======== EXERCISE INPUTS
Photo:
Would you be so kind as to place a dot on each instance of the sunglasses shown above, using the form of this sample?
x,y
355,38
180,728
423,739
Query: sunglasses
================
Print out the whole listing exactly as it appears.

**OUTPUT OF THE TASK**.
Photo:
Would you be so kind as to place a dot on each instance of the sunglasses shown above, using the form of this sample?
x,y
355,38
180,728
423,739
Query: sunglasses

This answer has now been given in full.